> GIVEN INSTRUCTION: Which lines in the records below contain the word "head"? Pull out each one and copy it unchanged.

Saved data records:

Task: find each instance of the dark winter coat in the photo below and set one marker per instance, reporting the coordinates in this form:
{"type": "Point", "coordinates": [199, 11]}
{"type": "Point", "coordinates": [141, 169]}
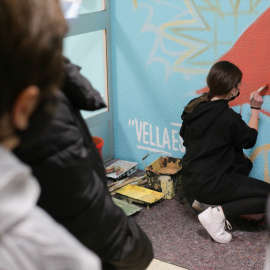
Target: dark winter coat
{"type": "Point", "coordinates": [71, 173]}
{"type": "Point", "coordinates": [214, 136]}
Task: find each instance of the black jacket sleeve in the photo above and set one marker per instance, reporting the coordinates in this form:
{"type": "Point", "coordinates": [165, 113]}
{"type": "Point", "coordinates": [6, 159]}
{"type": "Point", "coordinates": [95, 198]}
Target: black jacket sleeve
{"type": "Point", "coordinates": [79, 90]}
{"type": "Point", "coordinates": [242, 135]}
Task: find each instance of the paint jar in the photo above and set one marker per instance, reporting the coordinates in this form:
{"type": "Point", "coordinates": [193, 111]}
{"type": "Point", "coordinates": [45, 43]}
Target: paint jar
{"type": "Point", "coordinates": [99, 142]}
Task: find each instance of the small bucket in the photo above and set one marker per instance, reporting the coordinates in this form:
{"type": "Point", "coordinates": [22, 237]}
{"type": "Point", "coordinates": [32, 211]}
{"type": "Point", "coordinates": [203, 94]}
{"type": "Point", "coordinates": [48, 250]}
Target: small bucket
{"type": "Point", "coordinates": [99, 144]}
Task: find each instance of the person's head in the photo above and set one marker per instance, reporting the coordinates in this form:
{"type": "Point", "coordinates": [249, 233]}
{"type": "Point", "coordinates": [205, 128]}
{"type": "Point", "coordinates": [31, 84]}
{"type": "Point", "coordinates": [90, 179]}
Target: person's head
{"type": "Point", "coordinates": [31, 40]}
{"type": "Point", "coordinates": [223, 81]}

* * *

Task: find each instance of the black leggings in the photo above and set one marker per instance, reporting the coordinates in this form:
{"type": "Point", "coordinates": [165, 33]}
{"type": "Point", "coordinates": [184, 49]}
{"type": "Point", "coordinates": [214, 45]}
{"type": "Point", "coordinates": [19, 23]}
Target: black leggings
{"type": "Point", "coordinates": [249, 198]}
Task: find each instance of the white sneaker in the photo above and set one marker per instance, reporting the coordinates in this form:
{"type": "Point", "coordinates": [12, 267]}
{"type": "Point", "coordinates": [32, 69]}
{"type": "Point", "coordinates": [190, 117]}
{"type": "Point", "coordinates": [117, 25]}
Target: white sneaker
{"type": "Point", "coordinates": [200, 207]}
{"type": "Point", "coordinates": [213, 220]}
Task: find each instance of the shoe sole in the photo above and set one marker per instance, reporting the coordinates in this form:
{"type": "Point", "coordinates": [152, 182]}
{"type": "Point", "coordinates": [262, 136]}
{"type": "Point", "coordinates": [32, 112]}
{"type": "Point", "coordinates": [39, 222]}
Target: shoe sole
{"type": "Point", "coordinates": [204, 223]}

> WRITTEN SOLUTION:
Task: find each instance of the person's head in the photo above and set one marker per instance, reporting the coordinates in this form:
Target: person's head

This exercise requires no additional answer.